■ Required work
From the first line to the last, copy the material word for word; pictures stay out.

■ Information provided
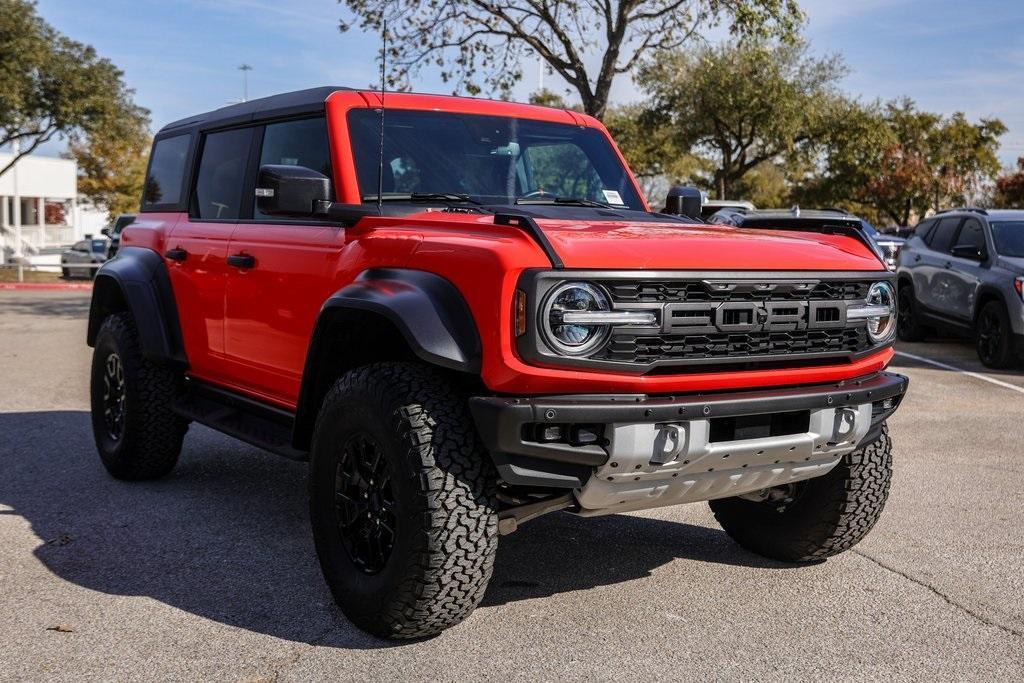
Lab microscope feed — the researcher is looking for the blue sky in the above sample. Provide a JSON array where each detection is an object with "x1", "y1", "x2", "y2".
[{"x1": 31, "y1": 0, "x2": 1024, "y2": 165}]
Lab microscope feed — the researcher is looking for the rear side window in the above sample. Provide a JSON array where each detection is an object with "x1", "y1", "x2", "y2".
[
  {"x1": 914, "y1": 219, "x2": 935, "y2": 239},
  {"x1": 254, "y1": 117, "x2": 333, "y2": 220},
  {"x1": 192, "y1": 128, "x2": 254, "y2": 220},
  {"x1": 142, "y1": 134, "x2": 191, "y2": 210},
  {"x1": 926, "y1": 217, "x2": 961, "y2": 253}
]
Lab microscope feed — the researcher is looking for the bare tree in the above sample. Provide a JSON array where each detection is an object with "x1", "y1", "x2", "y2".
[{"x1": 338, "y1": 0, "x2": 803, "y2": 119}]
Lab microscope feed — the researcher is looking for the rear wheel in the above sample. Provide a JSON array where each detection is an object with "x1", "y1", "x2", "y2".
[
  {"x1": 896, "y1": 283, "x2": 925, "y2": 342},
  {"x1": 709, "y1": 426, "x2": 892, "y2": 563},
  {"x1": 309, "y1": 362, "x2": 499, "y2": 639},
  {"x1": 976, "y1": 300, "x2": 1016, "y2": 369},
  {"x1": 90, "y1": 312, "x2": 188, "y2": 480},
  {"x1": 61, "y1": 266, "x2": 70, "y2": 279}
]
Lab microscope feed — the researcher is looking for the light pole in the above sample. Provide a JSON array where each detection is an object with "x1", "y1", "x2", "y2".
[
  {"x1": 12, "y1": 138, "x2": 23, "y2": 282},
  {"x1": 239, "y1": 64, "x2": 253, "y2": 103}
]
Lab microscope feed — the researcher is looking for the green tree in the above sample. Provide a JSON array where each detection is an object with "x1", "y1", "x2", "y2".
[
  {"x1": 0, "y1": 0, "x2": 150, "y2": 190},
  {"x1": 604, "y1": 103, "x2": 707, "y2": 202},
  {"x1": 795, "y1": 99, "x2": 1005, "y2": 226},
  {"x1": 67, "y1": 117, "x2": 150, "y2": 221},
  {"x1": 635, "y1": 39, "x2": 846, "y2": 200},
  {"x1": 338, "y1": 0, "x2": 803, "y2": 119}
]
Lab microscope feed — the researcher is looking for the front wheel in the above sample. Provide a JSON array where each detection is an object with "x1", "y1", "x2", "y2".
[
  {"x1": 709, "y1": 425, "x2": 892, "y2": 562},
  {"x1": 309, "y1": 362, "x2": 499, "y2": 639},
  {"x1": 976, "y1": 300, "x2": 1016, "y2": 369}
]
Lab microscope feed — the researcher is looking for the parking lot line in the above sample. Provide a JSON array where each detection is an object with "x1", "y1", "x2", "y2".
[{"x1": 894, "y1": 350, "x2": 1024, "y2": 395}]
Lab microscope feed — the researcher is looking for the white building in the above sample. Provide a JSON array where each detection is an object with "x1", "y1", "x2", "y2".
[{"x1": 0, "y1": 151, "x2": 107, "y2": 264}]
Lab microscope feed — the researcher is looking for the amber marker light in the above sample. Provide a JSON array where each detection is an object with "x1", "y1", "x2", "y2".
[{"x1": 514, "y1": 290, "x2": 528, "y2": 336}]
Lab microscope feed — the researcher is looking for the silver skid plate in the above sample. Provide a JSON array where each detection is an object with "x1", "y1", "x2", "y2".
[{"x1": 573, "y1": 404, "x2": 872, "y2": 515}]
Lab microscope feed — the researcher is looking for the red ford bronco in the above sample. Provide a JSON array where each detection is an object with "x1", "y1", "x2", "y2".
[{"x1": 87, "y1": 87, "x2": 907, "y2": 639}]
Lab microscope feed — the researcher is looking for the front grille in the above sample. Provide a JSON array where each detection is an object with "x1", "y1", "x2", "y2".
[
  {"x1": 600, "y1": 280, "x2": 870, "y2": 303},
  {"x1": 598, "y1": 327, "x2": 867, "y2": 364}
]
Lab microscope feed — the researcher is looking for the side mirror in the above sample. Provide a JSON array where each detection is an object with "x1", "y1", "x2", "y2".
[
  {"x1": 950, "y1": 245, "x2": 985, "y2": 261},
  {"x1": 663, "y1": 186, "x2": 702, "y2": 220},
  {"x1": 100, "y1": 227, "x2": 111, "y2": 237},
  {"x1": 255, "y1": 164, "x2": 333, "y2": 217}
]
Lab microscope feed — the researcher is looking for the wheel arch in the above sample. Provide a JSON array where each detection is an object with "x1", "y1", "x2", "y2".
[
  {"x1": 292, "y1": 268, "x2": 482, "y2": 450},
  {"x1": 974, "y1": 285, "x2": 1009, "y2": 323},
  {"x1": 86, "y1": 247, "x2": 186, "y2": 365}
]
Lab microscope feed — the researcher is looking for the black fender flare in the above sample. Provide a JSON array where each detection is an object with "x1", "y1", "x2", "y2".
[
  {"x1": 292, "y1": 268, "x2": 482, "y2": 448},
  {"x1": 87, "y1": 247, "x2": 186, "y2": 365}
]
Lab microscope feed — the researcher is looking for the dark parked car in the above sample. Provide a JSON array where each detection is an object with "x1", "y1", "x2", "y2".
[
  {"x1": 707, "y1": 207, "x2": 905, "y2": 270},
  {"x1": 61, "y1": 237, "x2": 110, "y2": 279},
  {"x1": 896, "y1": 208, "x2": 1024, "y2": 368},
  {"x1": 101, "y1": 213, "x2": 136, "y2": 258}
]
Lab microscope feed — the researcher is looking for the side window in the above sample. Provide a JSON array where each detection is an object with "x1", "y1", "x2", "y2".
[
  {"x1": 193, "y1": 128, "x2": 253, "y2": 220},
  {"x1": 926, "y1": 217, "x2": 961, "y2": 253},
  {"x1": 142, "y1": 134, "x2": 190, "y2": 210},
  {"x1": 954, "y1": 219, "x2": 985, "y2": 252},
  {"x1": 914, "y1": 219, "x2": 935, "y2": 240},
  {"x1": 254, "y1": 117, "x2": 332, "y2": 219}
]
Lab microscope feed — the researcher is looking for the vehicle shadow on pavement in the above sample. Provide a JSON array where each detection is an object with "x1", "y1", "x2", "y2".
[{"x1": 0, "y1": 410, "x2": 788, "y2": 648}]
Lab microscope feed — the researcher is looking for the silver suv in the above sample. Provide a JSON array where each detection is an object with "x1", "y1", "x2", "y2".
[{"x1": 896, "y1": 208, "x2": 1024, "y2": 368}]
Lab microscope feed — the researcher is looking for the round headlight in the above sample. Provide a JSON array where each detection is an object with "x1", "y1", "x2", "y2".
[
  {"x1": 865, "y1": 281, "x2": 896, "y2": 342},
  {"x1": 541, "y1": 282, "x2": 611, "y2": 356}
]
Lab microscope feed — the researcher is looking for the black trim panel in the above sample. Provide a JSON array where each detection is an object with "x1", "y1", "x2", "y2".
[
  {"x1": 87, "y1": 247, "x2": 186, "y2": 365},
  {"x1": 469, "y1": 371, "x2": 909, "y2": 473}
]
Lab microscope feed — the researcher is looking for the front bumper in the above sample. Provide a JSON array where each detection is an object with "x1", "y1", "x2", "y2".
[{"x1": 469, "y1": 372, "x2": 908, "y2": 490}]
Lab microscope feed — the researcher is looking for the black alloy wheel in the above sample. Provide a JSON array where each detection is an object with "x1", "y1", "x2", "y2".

■ The answer
Lab microscope feed — the researcher is looking for the blue sky in the above sample. Provide a JSON array where each detection is an object with "x1", "y1", "x2", "y2".
[{"x1": 31, "y1": 0, "x2": 1024, "y2": 165}]
Lab microscope feed — the researcher is looking for the rear side window in the above sample. Provide a JSON array where each detection is an object with "x1", "y1", "x2", "y2".
[
  {"x1": 914, "y1": 219, "x2": 935, "y2": 239},
  {"x1": 254, "y1": 117, "x2": 333, "y2": 220},
  {"x1": 192, "y1": 128, "x2": 254, "y2": 220},
  {"x1": 142, "y1": 134, "x2": 191, "y2": 210},
  {"x1": 926, "y1": 217, "x2": 961, "y2": 253}
]
Lab microscope feed — the researcher is looking for the bare tree in the above sample. Provide a JSON array where each detection is an object with "x1", "y1", "x2", "y2".
[{"x1": 338, "y1": 0, "x2": 803, "y2": 119}]
Lab microscope feed — the researcher is looking for the rear wheel in the above sample. Provide a JSON array where each detection is an object with "x1", "y1", "x2", "y2".
[
  {"x1": 896, "y1": 283, "x2": 925, "y2": 342},
  {"x1": 709, "y1": 426, "x2": 892, "y2": 563},
  {"x1": 309, "y1": 362, "x2": 499, "y2": 639},
  {"x1": 976, "y1": 300, "x2": 1016, "y2": 369},
  {"x1": 90, "y1": 312, "x2": 188, "y2": 480},
  {"x1": 61, "y1": 266, "x2": 70, "y2": 279}
]
Lab microscope feed — the researcher is looking for the light pole in the above sample. Provide a JSON array where each detection is an object with "x1", "y1", "x2", "y2".
[
  {"x1": 12, "y1": 138, "x2": 23, "y2": 282},
  {"x1": 239, "y1": 64, "x2": 253, "y2": 103}
]
Lab microscope feed — the researcher is looking for the green tree in the above sample. Provide a JSON array where each detection is an object with "x1", "y1", "x2", "y2".
[
  {"x1": 0, "y1": 0, "x2": 150, "y2": 190},
  {"x1": 604, "y1": 103, "x2": 707, "y2": 202},
  {"x1": 795, "y1": 99, "x2": 1005, "y2": 226},
  {"x1": 67, "y1": 117, "x2": 150, "y2": 221},
  {"x1": 635, "y1": 39, "x2": 846, "y2": 200},
  {"x1": 338, "y1": 0, "x2": 803, "y2": 119}
]
Lab microscope feed — the researcher is looking for the front wheel in the above sample. Provide a JSON array where each detection is an object with "x1", "y1", "x2", "y2".
[
  {"x1": 709, "y1": 425, "x2": 892, "y2": 562},
  {"x1": 309, "y1": 362, "x2": 499, "y2": 639},
  {"x1": 976, "y1": 300, "x2": 1016, "y2": 369}
]
Lab microscope feed — the researcher is looking for the parking lot line in the above sample. Provide a JSON array where each detection is an object with "x1", "y1", "x2", "y2".
[{"x1": 894, "y1": 350, "x2": 1024, "y2": 395}]
Lab microscope feed — the researcher is looking for the white building in the above sample. Provide a JSON array where each detection is an object with "x1", "y1", "x2", "y2".
[{"x1": 0, "y1": 151, "x2": 107, "y2": 264}]
Lab microscope feed — the researcher is looking for the amber marker light in the above sample. Provide a JSON array where each detection is an object with "x1", "y1", "x2", "y2".
[{"x1": 514, "y1": 290, "x2": 528, "y2": 336}]
Lab microscope feed — the researcher is looking for the silver skid plate in the above sample. Provide a JSON array where each detection is an object with "x1", "y1", "x2", "y2".
[{"x1": 573, "y1": 404, "x2": 872, "y2": 515}]
Lab microscope feed — the researcher is looking for the red ford bronco in the above sample. Provide a JSON array where each detection is an object with "x1", "y1", "x2", "y2".
[{"x1": 87, "y1": 87, "x2": 907, "y2": 639}]
Lab microscope feed — the researcher is looking for the front grille in the above sample. Provide a JSON array where each detection is an object with "x1", "y1", "x2", "y2".
[
  {"x1": 600, "y1": 280, "x2": 870, "y2": 303},
  {"x1": 598, "y1": 327, "x2": 867, "y2": 364}
]
Lab microscope feed — the researcher is looking for the side mirror in the above sample. Provide a JSON array where each detection is an object with "x1", "y1", "x2", "y2".
[
  {"x1": 950, "y1": 245, "x2": 985, "y2": 261},
  {"x1": 663, "y1": 186, "x2": 702, "y2": 220},
  {"x1": 100, "y1": 227, "x2": 111, "y2": 237},
  {"x1": 255, "y1": 164, "x2": 333, "y2": 217}
]
Lab microscope feed — the researcher is looking for the wheel arch in the above sample. Provide a JSON array where each detection is an object with "x1", "y1", "x2", "y2".
[
  {"x1": 292, "y1": 268, "x2": 482, "y2": 450},
  {"x1": 974, "y1": 285, "x2": 1009, "y2": 323},
  {"x1": 86, "y1": 247, "x2": 186, "y2": 365}
]
Lab microscope feed — the researcher is looking for the black fender flare in the above sample. Provide a JSON array where each detection is an object with "x1", "y1", "x2", "y2".
[
  {"x1": 292, "y1": 268, "x2": 482, "y2": 448},
  {"x1": 87, "y1": 247, "x2": 186, "y2": 365}
]
Lab microscope feed — the researcher is looking for the dark parked car in the above sample. Provide a JSON array where each detection is an object with "x1", "y1", "x2", "y2".
[
  {"x1": 707, "y1": 207, "x2": 905, "y2": 270},
  {"x1": 61, "y1": 237, "x2": 110, "y2": 279},
  {"x1": 896, "y1": 208, "x2": 1024, "y2": 368},
  {"x1": 101, "y1": 213, "x2": 136, "y2": 258}
]
Lab microscope feed — the researcher is looking for the side window in the above sample. Provide a JSON array where each detection is an object with "x1", "y1", "x2", "y2".
[
  {"x1": 193, "y1": 128, "x2": 253, "y2": 220},
  {"x1": 926, "y1": 217, "x2": 961, "y2": 253},
  {"x1": 142, "y1": 134, "x2": 190, "y2": 210},
  {"x1": 954, "y1": 219, "x2": 985, "y2": 252},
  {"x1": 914, "y1": 219, "x2": 935, "y2": 240},
  {"x1": 254, "y1": 117, "x2": 332, "y2": 219}
]
Lab microscope feed — the researcher is looking for the vehicle shadow on pavement in the above sample. Provide a JSON array where each detection is an object with "x1", "y1", "x2", "y2".
[{"x1": 0, "y1": 410, "x2": 788, "y2": 648}]
Lab microscope feed — the researcher is looking for the silver suv in the above sample. Provide a JSON array where each detection is an object with "x1", "y1", "x2", "y2".
[{"x1": 896, "y1": 208, "x2": 1024, "y2": 368}]
Lab microscope feed — the researcher is looking for the round headlight in the above sample. Provide a JSON array where each detection is an object with "x1", "y1", "x2", "y2".
[
  {"x1": 865, "y1": 281, "x2": 896, "y2": 342},
  {"x1": 541, "y1": 282, "x2": 611, "y2": 356}
]
Lab microscope feed — the researcher is looking for the black trim panel in the above sample. Provide a JSON array where each detection is an object with "x1", "y1", "x2", "y2".
[
  {"x1": 87, "y1": 247, "x2": 186, "y2": 365},
  {"x1": 469, "y1": 371, "x2": 909, "y2": 473}
]
Lab microscope feed — the researcher is looking for the front bumper in the above sample. Provide a JSON array where each detection is an object with "x1", "y1", "x2", "y2".
[{"x1": 469, "y1": 372, "x2": 908, "y2": 490}]
Lab microscope feed — the researcher is looking for the black alloy wheel in the above sample. Provide a JSON array where each detection is an object with "x1", "y1", "x2", "y2".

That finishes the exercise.